**READING TEXT:**

○ ○ ○

Though the CBI theaters, Persian Gulf Command, and Africa-Middle East theaters together supplied over 10,000 GREEN PROJECT passengers, the overwhelming numbers came from the European and Mediterranean theaters. Indeed, from May through September ETO provided a clear majority both of the Green Manifest travelers and of the normal traffic. But Orly Field near Paris, and Prestwick, the major European ports of aerial embarkation for westward flight by ATC craft, handled only a lesser fraction of the Green Manifest passengers.


Casablanca, take-off point for virtually all South Atlantic, and most Middle Atlantic flights, was the hub of the system. Converted B-17's belonging to the Eighth and Fifteenth Air Forces, and operating entirely outside the ATC organization, brought the men from staging areas at Istres Airport, Marseille, and at Pomigliano and Pisa airports in Italy, to the Port Lyautey Naval Air Station or to the Cazes Air Base, Casablanca.


At these points the men came under ATC control and boarded a C-54 for the first stage of their transatlantic flight, either to the Azores or to Natal by way of Dakar. In August the use of Port Lyautey was abandoned, and all the traffic was concentrated at Cazes. At the peak of the movement, 8 August, that base dispatched 1,775 GREEN PROJECT men southward or westward in a single day. GREEN PROJECT C-54's normally made the flight from Casablanca to Dakar in seven and a half hours. With a scheduled stop of an hour at Dakar, the big transports, backed by the trade winds, pushed on to Natal, eight hours and fifty minutes away.


Two of the ranking commissioned or non-commissioned officers assigned to ride on each C-54 had usually been trained as plane group leaders, to maintain cabin discipline and cleanliness, and to take charge of the passengers if it should be necessary to ditch the ship. At Parnamirim Field, Natal, the travel-weary passengers came into the jurisdiction of the ATC‘s South Atlantic Division.


There, usually after an interval for rest and refreshment, they might be transferred to one of the C-54’s operated by Caribbean Division crews on the Natal-Miami run, or one of the twenty C-46’s flown largely by Eastern Air Lines personnel for that division. More commonly, however, their planeload of forty was divided into two equal groups, each headed by a plane group leader, and loaded on a pair of C-47’s, flown by military pilots, late of a troop-carrier group and now flying for the ATC. The crews, including a navigator only if the flight was at night, took the transports from Natal to Belém, nearly six hours northwest.


After a change of crews, the plane went on to Atkinson Field, British Guiana, five and a half hours farther on. The C-47 fleet was so scheduled that regular 25-hour inspections fell due at Atkinson Field for planes northbound. Long before the four-hour task was accomplished, however, the passengers took off on another plane which had arrived earlier and whose inspection had been completed. At Atkinson, too, a fresh crew, from the Caribbean Division, took over. A last stop at Borinquen Field, Puerto Rico, six hours and forty minutes out of Atkinson, was a virtual repetition of that at Belém.

○ ○ ○

**DATA SHOWN:**
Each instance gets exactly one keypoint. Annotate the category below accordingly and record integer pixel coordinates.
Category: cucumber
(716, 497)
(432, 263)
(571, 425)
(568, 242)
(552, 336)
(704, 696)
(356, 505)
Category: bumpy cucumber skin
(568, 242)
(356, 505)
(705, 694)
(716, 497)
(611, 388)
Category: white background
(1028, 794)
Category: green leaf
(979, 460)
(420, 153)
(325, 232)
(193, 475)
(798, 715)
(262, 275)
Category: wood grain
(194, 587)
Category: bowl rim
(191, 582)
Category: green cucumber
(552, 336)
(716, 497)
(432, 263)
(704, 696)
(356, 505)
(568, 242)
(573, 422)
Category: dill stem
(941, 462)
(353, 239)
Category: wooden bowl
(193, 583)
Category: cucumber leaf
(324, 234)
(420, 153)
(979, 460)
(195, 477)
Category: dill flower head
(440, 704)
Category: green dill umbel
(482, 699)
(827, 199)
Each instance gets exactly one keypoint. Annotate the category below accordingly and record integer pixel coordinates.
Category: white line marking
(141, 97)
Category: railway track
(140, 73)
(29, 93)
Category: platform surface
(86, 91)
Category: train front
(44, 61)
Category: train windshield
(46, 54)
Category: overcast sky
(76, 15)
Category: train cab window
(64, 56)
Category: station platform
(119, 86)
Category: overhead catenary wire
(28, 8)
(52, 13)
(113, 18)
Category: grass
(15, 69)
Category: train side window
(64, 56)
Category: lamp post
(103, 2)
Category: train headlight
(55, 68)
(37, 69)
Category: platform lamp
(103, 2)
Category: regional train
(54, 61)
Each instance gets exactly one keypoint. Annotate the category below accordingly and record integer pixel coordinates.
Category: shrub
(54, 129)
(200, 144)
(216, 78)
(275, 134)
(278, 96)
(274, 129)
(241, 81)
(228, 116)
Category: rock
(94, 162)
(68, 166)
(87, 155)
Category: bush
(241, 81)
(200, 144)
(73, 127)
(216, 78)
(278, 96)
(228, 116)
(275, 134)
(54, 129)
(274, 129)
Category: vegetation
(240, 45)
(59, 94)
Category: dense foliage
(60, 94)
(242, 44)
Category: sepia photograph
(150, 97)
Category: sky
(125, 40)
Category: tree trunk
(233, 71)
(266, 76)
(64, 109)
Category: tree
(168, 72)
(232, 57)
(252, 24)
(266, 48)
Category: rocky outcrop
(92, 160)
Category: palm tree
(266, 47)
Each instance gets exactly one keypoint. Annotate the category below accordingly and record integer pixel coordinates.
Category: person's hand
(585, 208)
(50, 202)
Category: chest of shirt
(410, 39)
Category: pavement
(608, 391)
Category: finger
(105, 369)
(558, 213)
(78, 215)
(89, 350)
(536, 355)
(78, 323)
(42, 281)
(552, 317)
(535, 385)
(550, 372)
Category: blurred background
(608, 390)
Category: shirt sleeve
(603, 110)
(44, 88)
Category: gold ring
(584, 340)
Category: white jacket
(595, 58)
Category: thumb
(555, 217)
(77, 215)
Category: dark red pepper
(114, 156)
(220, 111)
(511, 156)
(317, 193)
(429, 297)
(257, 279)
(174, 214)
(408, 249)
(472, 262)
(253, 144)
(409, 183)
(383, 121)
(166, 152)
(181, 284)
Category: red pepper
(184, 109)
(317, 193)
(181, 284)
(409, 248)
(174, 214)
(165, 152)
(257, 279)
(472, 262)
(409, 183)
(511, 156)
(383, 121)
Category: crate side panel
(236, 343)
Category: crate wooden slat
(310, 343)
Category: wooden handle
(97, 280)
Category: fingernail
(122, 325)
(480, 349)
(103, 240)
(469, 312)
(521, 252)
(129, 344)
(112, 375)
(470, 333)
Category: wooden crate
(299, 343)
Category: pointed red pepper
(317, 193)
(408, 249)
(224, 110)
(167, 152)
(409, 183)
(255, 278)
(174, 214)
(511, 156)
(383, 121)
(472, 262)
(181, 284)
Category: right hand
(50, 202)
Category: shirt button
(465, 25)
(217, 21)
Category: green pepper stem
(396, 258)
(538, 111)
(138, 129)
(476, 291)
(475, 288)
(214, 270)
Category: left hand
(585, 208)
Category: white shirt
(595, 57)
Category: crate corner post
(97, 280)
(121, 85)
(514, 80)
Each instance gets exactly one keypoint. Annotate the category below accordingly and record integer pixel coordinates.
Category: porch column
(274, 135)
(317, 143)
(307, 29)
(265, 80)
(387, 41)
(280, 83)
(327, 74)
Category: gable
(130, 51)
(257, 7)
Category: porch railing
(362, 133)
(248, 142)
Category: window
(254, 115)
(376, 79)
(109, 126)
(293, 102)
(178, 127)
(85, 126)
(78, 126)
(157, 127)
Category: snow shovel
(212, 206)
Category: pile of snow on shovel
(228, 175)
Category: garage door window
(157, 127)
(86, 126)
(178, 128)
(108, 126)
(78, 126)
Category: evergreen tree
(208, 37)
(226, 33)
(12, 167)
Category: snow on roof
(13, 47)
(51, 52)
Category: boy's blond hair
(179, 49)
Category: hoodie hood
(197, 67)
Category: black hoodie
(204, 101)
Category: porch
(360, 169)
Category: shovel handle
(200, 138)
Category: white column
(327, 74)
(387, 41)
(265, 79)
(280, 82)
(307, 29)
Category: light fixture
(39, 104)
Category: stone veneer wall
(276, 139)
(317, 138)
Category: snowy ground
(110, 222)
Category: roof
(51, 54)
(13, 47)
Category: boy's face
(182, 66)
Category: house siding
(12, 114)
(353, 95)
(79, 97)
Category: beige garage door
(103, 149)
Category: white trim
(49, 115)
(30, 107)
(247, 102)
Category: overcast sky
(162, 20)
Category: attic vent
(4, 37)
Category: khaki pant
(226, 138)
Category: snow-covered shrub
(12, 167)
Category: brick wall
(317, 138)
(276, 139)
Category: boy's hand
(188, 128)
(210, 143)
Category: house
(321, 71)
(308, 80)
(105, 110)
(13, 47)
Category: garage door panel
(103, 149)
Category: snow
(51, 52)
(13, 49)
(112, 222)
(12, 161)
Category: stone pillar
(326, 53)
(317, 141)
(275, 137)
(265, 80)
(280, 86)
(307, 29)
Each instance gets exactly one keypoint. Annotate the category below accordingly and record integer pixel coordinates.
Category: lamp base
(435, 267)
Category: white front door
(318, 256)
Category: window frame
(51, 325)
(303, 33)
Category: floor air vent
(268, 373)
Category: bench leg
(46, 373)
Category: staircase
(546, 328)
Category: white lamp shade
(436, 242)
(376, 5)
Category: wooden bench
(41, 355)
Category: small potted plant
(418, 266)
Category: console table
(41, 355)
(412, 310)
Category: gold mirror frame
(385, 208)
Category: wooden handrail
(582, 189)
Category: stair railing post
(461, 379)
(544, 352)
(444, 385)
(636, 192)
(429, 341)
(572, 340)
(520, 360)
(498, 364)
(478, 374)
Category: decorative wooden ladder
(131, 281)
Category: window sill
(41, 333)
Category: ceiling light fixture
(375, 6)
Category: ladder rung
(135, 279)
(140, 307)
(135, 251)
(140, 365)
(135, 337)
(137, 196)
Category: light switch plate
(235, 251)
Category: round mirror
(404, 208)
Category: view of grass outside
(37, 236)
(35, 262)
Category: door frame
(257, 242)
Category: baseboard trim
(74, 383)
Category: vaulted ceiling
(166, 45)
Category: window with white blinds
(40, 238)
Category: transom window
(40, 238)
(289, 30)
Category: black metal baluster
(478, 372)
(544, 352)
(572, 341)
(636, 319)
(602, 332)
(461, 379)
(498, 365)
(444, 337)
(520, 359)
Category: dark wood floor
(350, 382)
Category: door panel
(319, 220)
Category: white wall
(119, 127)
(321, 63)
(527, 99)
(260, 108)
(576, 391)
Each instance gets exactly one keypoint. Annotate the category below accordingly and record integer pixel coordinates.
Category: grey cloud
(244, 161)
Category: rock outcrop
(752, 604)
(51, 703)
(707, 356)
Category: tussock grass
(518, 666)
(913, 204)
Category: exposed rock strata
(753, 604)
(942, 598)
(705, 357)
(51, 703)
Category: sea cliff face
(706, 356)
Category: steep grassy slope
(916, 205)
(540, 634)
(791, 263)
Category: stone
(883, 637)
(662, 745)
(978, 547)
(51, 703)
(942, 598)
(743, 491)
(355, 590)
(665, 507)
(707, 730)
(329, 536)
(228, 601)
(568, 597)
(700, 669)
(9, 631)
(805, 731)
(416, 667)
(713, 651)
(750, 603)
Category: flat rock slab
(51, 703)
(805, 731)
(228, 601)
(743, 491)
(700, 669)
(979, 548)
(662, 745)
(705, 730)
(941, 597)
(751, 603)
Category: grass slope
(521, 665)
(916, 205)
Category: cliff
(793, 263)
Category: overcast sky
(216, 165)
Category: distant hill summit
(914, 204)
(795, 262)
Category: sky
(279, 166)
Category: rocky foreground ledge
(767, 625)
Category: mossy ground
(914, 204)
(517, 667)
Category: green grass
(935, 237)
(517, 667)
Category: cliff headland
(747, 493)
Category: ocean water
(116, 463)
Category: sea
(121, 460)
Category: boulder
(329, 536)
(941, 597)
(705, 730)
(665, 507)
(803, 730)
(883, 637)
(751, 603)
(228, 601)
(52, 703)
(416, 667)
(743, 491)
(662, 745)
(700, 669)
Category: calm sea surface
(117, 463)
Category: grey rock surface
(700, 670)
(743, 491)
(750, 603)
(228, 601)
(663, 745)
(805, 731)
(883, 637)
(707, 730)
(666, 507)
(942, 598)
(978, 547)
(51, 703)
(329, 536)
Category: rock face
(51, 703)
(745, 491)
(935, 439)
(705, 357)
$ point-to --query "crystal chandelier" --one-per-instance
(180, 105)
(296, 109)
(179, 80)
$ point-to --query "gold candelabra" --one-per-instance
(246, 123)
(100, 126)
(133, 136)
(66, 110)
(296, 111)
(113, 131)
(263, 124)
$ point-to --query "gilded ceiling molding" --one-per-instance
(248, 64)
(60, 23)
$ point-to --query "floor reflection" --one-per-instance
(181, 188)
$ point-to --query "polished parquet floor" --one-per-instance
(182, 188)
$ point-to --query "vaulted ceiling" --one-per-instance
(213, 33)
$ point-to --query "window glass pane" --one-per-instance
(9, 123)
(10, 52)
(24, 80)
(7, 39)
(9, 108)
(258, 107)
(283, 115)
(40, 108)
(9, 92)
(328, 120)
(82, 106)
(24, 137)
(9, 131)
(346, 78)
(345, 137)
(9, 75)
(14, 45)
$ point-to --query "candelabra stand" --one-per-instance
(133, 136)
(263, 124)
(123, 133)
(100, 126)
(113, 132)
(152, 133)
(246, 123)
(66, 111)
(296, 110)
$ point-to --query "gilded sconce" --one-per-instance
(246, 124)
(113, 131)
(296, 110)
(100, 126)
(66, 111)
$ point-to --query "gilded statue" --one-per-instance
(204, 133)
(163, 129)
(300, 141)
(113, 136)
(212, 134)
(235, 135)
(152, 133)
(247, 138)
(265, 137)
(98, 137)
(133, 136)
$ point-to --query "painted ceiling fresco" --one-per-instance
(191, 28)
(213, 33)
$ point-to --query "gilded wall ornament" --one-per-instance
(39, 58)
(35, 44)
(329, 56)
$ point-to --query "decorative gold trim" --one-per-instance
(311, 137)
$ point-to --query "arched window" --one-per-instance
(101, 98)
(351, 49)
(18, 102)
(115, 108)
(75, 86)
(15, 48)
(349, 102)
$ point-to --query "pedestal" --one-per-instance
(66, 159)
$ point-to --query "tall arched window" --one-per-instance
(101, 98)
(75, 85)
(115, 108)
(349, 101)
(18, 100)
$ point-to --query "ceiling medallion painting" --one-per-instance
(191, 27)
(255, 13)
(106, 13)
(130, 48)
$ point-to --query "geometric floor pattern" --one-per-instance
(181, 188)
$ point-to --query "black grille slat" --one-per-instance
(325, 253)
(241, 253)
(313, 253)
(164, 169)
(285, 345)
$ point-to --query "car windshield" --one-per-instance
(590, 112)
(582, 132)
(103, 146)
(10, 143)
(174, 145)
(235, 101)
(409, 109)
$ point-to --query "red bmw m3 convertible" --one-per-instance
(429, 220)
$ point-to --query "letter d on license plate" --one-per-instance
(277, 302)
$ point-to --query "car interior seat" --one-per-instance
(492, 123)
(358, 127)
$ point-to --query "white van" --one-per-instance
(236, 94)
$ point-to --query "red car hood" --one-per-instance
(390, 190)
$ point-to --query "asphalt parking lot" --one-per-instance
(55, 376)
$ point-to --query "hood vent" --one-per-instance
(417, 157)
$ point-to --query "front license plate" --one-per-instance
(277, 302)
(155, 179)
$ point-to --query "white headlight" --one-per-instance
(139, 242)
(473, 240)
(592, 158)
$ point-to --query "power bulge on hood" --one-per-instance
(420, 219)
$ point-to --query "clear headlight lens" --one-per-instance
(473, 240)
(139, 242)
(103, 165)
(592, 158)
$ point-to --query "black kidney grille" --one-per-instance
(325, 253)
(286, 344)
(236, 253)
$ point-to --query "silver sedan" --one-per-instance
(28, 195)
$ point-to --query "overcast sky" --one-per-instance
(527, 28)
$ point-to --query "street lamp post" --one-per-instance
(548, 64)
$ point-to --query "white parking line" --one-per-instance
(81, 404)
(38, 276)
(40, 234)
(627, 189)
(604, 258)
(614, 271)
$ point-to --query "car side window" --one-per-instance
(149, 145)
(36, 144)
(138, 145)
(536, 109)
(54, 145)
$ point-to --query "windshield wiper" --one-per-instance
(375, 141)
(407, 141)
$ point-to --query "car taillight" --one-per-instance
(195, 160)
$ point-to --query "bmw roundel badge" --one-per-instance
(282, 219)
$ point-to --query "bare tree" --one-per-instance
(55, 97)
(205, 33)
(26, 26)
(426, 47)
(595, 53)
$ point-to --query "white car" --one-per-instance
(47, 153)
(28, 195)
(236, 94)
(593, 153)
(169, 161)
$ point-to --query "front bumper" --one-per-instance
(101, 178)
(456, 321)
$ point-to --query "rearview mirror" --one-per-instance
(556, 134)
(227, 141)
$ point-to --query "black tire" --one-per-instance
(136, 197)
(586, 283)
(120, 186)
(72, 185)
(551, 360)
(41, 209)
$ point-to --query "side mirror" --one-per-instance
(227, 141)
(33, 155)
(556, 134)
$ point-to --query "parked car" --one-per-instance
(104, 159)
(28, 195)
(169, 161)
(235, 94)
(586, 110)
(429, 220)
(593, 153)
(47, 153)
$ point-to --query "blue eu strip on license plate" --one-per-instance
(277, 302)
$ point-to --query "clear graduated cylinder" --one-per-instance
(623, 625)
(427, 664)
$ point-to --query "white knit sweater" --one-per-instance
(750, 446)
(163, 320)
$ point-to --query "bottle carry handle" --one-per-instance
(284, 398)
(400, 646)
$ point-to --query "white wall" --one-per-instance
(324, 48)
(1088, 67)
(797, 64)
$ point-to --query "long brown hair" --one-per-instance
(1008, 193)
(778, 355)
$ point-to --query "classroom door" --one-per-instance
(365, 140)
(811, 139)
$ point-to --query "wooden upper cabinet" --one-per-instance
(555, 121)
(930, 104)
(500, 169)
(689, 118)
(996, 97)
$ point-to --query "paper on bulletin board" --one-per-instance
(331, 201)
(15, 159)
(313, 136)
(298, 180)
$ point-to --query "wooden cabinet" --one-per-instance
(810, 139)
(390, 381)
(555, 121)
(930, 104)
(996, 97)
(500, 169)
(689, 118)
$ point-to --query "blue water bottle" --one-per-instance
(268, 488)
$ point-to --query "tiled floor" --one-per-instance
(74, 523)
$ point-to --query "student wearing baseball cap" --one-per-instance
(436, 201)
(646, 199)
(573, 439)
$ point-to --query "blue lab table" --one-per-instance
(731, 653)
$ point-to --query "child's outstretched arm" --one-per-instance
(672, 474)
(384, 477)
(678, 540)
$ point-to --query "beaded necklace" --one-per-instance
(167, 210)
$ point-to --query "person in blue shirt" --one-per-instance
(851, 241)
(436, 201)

○ ○ ○

**TASK SET:**
1/ From the passage on GREEN PROJECT flights, output the words starting with "After a change" and going on through "that at Belém.".
2/ List every aircraft type named in the passage on GREEN PROJECT flights.
Work only from the passage on GREEN PROJECT flights.

**SOLUTIONS TO THE TASKS:**
1/
After a change of crews, the plane went on to Atkinson Field, British Guiana, five and a half hours farther on. The C-47 fleet was so scheduled that regular 25-hour inspections fell due at Atkinson Field for planes northbound. Long before the four-hour task was accomplished, however, the passengers took off on another plane which had arrived earlier and whose inspection had been completed. At Atkinson, too, a fresh crew, from the Caribbean Division, took over. A last stop at Borinquen Field, Puerto Rico, six hours and forty minutes out of Atkinson, was a virtual repetition of that at Belém.

2/ B-17, C-54, C-46, C-47